(Coordinate annotation records)
┏━━

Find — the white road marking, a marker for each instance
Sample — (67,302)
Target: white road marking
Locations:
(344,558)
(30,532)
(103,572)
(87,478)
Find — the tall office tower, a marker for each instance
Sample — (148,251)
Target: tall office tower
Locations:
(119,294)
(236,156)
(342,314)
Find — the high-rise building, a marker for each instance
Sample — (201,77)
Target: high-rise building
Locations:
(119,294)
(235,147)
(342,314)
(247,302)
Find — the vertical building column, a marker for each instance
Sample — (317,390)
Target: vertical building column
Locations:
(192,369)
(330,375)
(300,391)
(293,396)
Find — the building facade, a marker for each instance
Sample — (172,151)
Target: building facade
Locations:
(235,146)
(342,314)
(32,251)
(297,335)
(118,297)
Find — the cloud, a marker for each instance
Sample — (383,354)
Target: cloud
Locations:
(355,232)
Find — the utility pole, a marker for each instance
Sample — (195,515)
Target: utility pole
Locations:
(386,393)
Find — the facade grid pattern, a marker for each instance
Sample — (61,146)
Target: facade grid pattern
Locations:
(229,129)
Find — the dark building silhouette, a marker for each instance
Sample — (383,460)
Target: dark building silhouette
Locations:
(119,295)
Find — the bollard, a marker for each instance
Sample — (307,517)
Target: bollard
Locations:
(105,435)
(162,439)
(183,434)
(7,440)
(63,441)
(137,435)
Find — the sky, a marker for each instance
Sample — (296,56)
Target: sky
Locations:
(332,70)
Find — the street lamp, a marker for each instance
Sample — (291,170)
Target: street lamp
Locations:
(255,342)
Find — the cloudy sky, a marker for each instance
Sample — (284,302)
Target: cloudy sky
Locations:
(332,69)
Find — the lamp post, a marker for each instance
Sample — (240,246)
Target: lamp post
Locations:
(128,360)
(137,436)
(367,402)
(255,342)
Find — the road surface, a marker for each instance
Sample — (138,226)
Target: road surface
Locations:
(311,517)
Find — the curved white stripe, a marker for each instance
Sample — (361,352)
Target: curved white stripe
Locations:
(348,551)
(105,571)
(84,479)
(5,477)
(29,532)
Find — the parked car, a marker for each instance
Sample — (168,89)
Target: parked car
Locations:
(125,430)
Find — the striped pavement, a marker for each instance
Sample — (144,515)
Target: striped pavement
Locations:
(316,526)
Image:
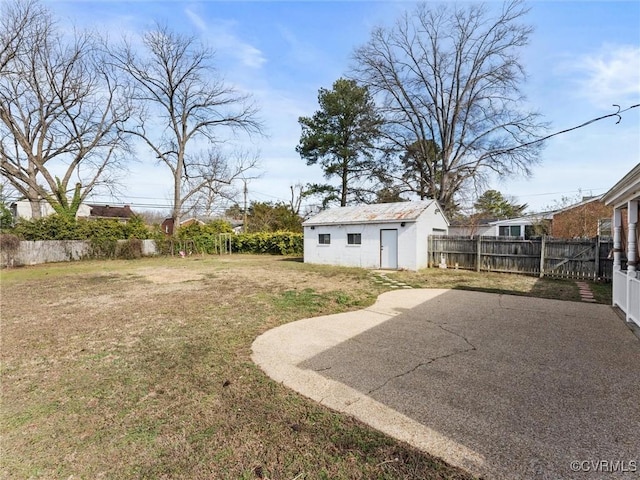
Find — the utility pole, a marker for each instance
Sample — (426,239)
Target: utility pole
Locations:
(244,218)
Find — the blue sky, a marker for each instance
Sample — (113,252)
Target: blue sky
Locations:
(582,58)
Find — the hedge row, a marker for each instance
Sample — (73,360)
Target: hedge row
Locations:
(212,238)
(55,227)
(276,243)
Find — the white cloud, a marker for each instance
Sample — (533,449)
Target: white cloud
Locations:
(610,76)
(225,42)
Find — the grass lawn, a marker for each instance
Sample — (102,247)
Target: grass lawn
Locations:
(142,369)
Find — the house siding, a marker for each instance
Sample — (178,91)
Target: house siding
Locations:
(412,250)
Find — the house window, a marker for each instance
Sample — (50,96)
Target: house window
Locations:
(354,238)
(509,231)
(324,238)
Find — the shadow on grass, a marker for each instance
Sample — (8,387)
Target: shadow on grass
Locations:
(291,259)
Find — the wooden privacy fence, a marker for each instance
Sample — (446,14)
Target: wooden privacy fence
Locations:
(548,257)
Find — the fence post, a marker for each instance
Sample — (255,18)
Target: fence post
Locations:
(542,250)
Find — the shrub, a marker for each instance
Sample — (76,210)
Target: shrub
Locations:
(276,243)
(129,249)
(9,243)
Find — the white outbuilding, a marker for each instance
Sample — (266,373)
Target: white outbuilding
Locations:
(386,235)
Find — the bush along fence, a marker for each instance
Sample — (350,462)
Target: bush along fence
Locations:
(273,243)
(17,252)
(583,259)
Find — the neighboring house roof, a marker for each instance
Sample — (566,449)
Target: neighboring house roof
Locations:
(628,188)
(107,211)
(376,213)
(476,222)
(525,220)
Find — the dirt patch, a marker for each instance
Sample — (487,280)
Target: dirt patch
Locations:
(169,275)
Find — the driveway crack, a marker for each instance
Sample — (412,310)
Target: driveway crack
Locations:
(471,347)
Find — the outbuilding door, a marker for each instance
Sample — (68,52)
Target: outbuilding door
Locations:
(389,248)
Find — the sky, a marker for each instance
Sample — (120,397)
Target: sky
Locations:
(583,57)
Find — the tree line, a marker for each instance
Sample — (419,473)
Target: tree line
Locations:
(430,107)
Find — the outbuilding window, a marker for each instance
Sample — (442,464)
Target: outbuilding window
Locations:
(354,238)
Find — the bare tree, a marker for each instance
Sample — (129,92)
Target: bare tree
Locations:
(451,76)
(61,109)
(211,178)
(184,105)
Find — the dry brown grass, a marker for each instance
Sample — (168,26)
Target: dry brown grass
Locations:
(141,369)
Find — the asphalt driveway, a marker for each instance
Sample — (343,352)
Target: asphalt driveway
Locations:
(505,387)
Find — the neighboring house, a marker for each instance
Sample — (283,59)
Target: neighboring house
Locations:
(582,220)
(122,214)
(386,235)
(625,195)
(22,210)
(521,227)
(471,227)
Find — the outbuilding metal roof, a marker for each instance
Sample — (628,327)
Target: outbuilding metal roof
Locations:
(377,213)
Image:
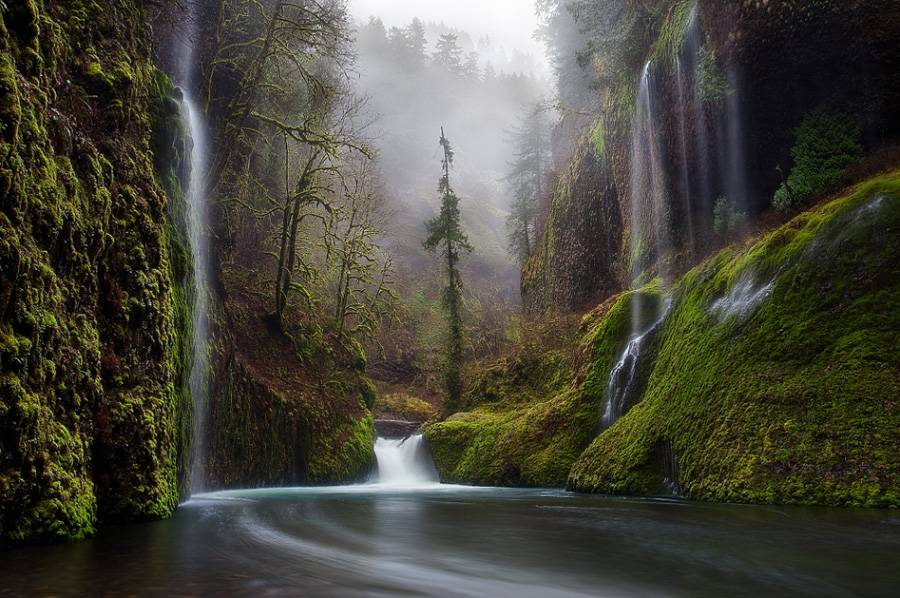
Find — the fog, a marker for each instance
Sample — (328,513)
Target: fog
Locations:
(501,75)
(510,24)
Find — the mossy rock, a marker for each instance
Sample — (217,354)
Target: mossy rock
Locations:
(778,373)
(404,407)
(532,437)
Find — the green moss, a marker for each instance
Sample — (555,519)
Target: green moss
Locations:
(527,423)
(792,400)
(827,145)
(87,332)
(405,407)
(712,83)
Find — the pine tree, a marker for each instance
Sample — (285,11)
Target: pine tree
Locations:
(446,237)
(449,54)
(415,33)
(527,173)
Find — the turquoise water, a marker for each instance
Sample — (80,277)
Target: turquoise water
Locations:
(437,540)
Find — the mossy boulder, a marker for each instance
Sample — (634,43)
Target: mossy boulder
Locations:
(532,414)
(777,376)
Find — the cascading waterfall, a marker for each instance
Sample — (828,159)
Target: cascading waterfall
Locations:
(404,462)
(647,192)
(623,376)
(734,170)
(197,226)
(692,129)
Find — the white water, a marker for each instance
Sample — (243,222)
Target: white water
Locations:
(404,463)
(647,185)
(623,375)
(744,296)
(197,227)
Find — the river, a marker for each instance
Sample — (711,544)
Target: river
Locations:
(410,537)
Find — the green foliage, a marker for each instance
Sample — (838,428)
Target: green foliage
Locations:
(713,86)
(526,178)
(672,31)
(827,144)
(727,218)
(88,366)
(405,407)
(789,398)
(446,237)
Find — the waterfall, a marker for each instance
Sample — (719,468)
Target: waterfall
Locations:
(734,171)
(197,227)
(647,186)
(623,376)
(404,462)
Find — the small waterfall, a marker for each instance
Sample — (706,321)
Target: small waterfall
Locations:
(405,462)
(623,376)
(197,226)
(648,194)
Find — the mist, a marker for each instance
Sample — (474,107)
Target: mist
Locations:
(412,96)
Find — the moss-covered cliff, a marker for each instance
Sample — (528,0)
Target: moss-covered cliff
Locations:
(729,82)
(778,374)
(88,373)
(773,378)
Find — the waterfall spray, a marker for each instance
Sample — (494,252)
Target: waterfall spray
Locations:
(197,225)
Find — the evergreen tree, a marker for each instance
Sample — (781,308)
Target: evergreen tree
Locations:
(527,173)
(446,237)
(449,54)
(415,35)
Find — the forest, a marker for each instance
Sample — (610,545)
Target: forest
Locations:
(378,298)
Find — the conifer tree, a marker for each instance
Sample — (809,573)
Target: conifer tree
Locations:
(449,54)
(446,238)
(526,177)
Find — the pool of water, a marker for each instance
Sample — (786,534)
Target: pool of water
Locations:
(435,540)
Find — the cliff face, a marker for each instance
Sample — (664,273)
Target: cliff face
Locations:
(712,116)
(89,366)
(771,377)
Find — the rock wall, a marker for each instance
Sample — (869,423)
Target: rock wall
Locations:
(772,378)
(89,360)
(721,128)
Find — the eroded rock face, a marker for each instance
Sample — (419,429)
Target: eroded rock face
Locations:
(579,259)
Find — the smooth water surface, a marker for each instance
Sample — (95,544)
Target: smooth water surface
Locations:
(455,541)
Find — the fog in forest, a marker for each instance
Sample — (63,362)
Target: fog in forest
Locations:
(429,65)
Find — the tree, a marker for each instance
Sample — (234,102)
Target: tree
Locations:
(446,237)
(527,173)
(415,34)
(449,54)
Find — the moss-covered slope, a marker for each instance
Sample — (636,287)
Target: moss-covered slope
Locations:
(774,377)
(778,374)
(88,397)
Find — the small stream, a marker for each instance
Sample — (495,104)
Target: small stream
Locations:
(406,535)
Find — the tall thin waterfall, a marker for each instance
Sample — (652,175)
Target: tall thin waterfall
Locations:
(404,462)
(198,226)
(648,195)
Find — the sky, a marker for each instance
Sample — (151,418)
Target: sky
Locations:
(510,23)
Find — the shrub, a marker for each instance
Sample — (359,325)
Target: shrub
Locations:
(727,217)
(827,144)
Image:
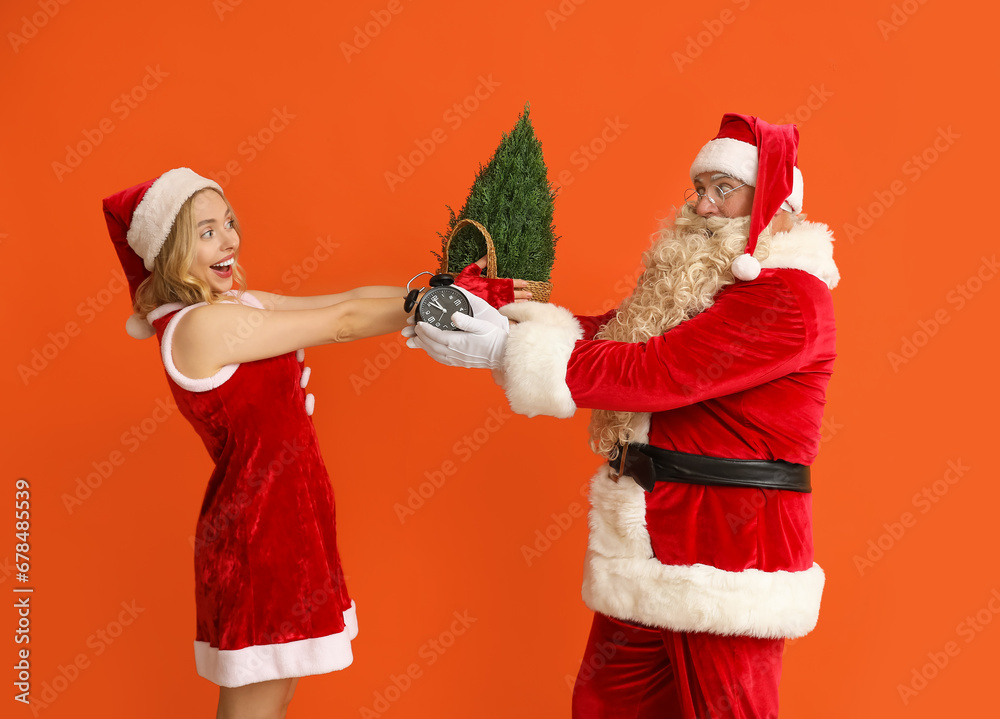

┗━━

Please list every line of the records above that contains the string "patch", copying each one word for word.

Correct answer:
Find — the dirt patch, a marker for each instance
Target: dirt patch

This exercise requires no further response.